**Source material:**

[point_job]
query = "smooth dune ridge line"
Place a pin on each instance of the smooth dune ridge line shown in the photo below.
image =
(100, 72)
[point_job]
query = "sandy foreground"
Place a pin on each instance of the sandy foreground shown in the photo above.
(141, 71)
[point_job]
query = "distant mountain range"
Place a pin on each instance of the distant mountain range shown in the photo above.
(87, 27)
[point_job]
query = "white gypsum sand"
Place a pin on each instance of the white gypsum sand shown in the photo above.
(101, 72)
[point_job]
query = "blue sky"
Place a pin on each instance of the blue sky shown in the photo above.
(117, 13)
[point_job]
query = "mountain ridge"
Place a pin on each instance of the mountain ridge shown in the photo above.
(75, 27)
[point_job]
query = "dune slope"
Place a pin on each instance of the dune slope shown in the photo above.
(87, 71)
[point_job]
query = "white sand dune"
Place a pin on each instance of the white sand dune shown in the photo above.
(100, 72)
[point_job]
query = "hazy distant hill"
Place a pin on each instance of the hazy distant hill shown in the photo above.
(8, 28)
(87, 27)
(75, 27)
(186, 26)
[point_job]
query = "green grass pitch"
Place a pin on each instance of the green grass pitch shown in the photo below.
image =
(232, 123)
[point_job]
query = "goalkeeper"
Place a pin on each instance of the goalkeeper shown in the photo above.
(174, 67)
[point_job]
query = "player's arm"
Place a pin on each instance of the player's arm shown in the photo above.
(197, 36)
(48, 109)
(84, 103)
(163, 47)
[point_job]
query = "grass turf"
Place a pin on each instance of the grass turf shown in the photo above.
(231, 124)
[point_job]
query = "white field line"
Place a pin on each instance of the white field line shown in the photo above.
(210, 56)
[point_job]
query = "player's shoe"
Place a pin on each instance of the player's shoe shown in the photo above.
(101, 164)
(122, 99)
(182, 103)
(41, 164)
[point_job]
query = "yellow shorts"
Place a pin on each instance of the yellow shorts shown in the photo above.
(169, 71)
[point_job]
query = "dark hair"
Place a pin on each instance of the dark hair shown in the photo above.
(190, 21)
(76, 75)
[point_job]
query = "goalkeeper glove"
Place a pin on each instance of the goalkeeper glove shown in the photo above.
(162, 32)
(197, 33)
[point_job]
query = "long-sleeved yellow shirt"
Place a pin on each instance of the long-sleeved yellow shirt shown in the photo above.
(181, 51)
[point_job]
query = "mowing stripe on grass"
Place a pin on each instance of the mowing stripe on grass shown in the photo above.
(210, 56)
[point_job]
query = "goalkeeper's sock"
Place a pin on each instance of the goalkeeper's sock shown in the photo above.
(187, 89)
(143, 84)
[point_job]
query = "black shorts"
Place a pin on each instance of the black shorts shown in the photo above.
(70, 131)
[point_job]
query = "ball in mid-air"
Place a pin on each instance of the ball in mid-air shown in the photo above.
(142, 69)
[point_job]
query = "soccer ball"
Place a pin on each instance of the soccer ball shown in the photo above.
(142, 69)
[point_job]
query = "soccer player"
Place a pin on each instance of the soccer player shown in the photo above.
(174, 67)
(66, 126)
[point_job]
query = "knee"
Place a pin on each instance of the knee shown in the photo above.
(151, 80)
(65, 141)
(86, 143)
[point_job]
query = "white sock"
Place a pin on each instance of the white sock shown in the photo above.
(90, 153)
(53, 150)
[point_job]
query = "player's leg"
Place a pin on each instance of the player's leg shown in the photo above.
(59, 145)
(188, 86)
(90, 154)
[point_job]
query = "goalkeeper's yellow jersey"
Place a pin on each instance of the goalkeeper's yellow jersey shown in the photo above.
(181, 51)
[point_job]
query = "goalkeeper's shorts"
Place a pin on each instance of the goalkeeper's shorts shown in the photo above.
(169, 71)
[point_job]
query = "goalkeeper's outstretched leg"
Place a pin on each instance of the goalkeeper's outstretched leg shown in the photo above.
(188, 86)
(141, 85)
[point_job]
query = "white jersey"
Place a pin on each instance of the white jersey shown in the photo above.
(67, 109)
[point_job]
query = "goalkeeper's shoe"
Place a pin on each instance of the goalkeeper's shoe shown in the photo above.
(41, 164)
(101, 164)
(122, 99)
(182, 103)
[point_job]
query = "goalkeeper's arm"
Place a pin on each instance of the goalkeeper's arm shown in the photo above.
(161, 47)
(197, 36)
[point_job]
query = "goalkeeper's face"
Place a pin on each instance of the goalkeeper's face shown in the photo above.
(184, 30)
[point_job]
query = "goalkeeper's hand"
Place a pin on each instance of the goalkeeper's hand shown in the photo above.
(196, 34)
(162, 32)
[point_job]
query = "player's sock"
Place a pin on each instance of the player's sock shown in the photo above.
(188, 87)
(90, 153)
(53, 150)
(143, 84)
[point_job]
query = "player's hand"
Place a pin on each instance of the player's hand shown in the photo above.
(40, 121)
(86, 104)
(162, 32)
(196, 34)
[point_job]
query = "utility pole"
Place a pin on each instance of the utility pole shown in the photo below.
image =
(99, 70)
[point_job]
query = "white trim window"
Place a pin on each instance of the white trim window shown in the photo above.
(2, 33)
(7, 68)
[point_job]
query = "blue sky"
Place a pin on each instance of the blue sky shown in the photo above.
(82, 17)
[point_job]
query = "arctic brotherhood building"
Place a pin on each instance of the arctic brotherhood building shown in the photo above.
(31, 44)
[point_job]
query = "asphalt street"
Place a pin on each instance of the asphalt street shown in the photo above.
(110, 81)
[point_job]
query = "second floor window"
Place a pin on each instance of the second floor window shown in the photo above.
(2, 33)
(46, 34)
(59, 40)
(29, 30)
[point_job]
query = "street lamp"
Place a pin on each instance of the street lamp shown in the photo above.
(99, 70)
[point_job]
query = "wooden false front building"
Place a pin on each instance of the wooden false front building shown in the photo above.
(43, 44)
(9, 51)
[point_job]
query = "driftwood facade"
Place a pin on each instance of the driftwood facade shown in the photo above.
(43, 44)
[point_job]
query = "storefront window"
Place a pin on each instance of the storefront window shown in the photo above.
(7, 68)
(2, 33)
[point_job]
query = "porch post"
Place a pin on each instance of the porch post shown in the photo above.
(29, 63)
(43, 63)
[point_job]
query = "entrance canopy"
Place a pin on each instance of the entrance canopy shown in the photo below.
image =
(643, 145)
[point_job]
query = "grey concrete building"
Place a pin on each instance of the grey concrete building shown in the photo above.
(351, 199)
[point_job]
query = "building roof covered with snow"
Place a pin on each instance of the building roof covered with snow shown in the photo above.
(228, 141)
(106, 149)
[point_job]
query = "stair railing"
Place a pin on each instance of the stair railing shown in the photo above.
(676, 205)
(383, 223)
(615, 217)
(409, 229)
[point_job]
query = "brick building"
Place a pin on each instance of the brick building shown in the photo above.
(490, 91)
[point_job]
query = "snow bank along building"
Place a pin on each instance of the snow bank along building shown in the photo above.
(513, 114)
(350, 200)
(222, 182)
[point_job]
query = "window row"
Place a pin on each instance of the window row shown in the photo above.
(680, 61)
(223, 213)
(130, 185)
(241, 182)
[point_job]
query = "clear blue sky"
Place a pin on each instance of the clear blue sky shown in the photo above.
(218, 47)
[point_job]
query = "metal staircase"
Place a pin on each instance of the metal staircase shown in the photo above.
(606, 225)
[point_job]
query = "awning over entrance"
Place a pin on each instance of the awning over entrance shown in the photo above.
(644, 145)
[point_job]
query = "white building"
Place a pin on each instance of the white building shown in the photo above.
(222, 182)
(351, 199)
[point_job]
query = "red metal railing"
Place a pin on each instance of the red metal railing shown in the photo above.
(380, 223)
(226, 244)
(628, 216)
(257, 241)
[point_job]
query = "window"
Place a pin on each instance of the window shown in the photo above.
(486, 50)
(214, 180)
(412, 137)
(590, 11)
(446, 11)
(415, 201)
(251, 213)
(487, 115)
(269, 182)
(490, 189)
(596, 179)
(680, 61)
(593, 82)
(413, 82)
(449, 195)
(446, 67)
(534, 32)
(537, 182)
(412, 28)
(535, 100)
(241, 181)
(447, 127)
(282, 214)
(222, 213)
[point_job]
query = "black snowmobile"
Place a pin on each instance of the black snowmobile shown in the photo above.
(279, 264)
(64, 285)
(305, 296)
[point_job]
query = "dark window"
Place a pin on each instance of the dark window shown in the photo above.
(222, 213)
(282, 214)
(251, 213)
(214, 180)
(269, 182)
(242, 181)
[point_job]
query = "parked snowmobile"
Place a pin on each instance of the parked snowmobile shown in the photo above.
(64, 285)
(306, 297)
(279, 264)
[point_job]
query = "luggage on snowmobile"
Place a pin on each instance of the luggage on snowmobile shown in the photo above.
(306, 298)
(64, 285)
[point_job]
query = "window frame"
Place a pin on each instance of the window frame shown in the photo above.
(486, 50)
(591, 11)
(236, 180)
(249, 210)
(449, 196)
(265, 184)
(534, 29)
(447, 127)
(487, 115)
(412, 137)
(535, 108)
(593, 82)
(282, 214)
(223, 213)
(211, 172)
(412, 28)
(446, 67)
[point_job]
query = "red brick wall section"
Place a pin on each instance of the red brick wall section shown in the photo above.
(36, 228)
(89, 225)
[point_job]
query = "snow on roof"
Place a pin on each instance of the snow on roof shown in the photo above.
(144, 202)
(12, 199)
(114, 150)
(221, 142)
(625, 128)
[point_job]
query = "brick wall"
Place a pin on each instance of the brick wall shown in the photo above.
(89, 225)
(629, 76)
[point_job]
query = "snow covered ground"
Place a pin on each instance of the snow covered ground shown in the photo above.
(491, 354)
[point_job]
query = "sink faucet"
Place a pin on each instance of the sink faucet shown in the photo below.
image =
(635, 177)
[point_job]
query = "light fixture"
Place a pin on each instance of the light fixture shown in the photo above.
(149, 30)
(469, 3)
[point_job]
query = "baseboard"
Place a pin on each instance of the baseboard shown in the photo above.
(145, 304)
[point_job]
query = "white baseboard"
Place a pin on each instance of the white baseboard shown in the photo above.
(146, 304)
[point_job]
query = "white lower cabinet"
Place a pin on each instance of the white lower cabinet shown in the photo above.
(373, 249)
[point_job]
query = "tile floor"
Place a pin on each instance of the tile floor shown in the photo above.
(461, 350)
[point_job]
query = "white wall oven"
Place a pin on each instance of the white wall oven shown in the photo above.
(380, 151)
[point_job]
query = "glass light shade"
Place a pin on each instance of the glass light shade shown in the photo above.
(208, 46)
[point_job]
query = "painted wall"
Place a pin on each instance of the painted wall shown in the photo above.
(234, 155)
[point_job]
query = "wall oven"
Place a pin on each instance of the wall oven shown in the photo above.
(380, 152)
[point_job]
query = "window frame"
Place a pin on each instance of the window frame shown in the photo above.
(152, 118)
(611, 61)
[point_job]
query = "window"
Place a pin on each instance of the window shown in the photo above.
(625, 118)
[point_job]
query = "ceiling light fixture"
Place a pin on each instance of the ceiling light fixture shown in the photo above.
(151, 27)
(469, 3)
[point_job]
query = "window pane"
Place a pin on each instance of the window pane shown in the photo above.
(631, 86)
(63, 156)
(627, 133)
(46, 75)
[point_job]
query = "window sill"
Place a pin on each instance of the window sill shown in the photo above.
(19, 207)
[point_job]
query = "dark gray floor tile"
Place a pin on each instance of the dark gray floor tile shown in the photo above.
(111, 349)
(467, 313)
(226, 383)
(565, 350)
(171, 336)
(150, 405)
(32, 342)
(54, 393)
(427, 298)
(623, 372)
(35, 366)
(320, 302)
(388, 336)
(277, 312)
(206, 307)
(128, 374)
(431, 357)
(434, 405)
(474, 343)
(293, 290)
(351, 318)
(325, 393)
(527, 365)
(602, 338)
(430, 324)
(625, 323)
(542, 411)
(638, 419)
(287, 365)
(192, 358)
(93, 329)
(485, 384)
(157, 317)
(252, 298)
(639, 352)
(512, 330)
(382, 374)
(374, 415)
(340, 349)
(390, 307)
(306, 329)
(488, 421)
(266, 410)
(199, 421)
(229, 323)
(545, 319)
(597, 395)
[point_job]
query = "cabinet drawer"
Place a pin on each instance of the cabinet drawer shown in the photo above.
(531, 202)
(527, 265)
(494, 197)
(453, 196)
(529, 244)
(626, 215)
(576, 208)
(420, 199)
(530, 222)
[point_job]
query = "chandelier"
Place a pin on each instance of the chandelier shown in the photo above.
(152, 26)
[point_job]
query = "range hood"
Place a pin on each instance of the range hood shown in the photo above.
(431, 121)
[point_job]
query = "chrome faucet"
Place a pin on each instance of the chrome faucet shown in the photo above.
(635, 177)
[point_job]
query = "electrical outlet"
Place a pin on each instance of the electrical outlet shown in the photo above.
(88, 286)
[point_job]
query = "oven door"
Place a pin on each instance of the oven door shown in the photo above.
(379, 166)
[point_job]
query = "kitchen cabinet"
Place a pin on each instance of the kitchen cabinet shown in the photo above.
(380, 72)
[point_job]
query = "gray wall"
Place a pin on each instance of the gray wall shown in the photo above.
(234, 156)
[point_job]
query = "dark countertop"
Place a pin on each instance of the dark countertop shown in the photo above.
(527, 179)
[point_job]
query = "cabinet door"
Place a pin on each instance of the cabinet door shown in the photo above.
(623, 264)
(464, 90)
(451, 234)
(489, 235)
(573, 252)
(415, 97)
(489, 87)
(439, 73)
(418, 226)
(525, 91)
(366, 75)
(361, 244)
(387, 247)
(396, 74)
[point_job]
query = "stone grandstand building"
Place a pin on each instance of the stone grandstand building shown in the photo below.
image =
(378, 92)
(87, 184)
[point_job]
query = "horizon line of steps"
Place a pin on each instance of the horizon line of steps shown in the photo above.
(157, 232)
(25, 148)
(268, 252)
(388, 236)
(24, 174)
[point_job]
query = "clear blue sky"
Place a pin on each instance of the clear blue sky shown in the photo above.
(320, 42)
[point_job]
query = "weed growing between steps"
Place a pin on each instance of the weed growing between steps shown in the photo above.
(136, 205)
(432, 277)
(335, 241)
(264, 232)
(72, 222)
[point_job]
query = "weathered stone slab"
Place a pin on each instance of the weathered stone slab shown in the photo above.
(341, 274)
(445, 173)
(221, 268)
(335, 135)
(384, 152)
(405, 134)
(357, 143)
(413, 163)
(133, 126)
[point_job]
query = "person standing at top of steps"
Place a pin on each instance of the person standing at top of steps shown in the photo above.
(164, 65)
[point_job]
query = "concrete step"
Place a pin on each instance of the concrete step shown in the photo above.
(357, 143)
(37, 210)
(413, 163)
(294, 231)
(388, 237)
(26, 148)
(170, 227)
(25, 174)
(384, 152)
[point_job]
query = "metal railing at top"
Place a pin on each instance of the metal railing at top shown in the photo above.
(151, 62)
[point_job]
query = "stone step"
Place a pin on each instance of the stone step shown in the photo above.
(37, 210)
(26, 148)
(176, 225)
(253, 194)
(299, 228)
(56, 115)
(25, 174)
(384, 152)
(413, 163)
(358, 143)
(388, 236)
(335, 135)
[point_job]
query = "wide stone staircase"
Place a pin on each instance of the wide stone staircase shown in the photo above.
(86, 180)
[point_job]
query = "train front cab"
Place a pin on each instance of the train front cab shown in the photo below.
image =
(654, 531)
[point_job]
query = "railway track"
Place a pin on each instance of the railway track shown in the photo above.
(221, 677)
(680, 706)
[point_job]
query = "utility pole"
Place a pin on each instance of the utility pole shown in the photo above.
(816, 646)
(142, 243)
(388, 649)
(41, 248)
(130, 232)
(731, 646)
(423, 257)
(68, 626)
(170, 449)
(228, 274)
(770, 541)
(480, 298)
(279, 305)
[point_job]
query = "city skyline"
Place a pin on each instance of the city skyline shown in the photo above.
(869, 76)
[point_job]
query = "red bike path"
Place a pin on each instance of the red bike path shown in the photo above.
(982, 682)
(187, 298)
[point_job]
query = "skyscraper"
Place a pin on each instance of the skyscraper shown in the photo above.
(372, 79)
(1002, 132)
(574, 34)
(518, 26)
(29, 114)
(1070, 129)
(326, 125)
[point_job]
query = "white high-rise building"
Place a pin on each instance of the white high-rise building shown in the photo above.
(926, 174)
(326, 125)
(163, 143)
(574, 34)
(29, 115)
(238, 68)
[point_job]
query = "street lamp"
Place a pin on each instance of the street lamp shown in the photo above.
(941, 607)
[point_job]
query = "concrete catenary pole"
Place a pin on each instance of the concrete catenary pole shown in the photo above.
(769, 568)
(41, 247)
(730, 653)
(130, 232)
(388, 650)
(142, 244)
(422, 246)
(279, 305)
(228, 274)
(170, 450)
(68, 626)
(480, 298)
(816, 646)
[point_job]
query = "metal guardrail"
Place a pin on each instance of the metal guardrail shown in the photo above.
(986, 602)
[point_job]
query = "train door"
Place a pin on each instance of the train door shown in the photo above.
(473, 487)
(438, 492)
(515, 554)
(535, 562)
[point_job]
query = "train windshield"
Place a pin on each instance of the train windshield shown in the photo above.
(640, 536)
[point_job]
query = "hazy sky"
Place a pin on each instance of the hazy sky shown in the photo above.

**What you should do:** What lines in the data above carry "grandstand"? Return them all.

**Result for this exercise:**
query = "stone grandstand building"
Place a pin on each instance of the stone grandstand building shown in the photo below.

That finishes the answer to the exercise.